-- WHAT THE TASK REQUIRES --
With pictures left out, extract every line between the start of the records below and the line holding "Every instance of the sign", inclusive.

· · · · · · ·

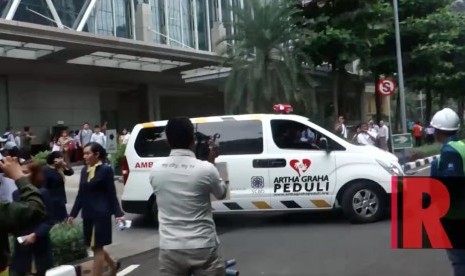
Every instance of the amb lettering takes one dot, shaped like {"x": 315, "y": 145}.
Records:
{"x": 144, "y": 165}
{"x": 308, "y": 183}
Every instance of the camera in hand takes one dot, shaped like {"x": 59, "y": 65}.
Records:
{"x": 202, "y": 146}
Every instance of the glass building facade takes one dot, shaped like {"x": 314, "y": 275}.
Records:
{"x": 183, "y": 23}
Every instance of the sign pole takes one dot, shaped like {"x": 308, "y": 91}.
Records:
{"x": 400, "y": 74}
{"x": 390, "y": 124}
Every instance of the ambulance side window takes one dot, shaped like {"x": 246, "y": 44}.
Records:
{"x": 289, "y": 134}
{"x": 151, "y": 142}
{"x": 235, "y": 137}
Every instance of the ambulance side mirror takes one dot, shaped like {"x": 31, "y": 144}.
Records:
{"x": 323, "y": 144}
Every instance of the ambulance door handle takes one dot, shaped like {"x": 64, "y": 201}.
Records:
{"x": 269, "y": 163}
{"x": 278, "y": 163}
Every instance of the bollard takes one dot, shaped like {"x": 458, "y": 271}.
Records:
{"x": 230, "y": 263}
{"x": 232, "y": 272}
{"x": 64, "y": 270}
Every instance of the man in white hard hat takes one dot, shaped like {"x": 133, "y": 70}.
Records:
{"x": 451, "y": 164}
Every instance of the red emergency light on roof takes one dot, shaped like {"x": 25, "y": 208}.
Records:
{"x": 283, "y": 108}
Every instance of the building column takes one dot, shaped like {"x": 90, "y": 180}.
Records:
{"x": 153, "y": 95}
{"x": 143, "y": 22}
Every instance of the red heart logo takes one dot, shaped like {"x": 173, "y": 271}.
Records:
{"x": 300, "y": 166}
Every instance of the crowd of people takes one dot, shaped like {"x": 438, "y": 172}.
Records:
{"x": 96, "y": 200}
{"x": 70, "y": 143}
{"x": 366, "y": 133}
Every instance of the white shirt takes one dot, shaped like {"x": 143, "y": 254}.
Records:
{"x": 182, "y": 185}
{"x": 125, "y": 138}
{"x": 364, "y": 139}
{"x": 383, "y": 131}
{"x": 99, "y": 138}
{"x": 7, "y": 187}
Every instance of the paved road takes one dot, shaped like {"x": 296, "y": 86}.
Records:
{"x": 309, "y": 244}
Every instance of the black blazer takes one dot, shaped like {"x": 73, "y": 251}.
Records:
{"x": 97, "y": 198}
{"x": 55, "y": 183}
{"x": 42, "y": 248}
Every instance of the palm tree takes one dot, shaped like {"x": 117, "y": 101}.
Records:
{"x": 267, "y": 65}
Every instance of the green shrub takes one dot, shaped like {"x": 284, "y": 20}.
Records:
{"x": 68, "y": 243}
{"x": 41, "y": 157}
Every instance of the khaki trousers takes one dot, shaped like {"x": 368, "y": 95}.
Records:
{"x": 187, "y": 262}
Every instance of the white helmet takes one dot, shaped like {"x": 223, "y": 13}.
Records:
{"x": 446, "y": 120}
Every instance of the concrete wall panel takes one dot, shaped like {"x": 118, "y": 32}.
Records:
{"x": 41, "y": 104}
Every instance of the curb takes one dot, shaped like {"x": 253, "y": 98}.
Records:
{"x": 420, "y": 162}
{"x": 80, "y": 268}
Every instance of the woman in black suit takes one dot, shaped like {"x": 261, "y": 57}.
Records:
{"x": 34, "y": 254}
{"x": 98, "y": 201}
{"x": 55, "y": 174}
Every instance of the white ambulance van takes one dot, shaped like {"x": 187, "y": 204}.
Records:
{"x": 271, "y": 168}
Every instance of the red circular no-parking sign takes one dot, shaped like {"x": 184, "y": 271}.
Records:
{"x": 386, "y": 87}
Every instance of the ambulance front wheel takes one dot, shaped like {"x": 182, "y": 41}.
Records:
{"x": 364, "y": 202}
{"x": 152, "y": 210}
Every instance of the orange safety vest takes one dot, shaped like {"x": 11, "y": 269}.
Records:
{"x": 5, "y": 272}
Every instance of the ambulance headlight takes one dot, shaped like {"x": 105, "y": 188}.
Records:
{"x": 390, "y": 168}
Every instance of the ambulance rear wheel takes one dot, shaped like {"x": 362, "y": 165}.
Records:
{"x": 364, "y": 202}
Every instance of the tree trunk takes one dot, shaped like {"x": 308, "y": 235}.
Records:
{"x": 379, "y": 102}
{"x": 442, "y": 100}
{"x": 398, "y": 115}
{"x": 429, "y": 102}
{"x": 336, "y": 76}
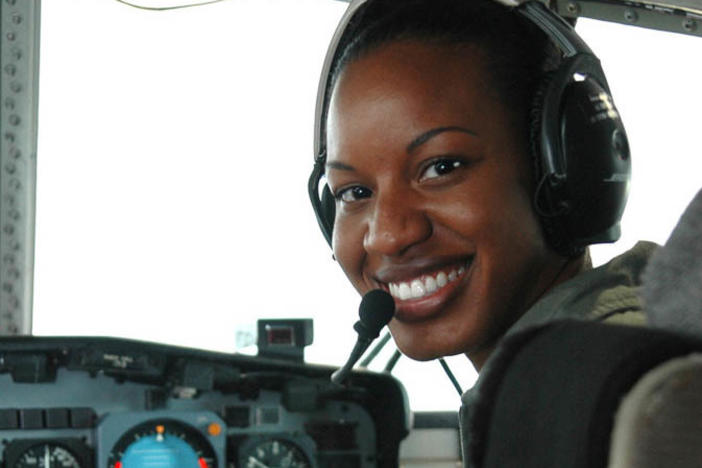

· · · · · · ·

-- RESULT OF THE EXERCISE --
Every instance of the amb lettering takes one dot, shaped like {"x": 315, "y": 145}.
Records:
{"x": 144, "y": 165}
{"x": 308, "y": 183}
Every instance of the camera in hand takes one dot, shaped like {"x": 59, "y": 65}.
Records:
{"x": 202, "y": 146}
Every instance of the glass building facade takes one dot, shaped like {"x": 314, "y": 275}.
Records:
{"x": 183, "y": 23}
Every instance of the sign pole takes one dot, shaped like {"x": 308, "y": 91}.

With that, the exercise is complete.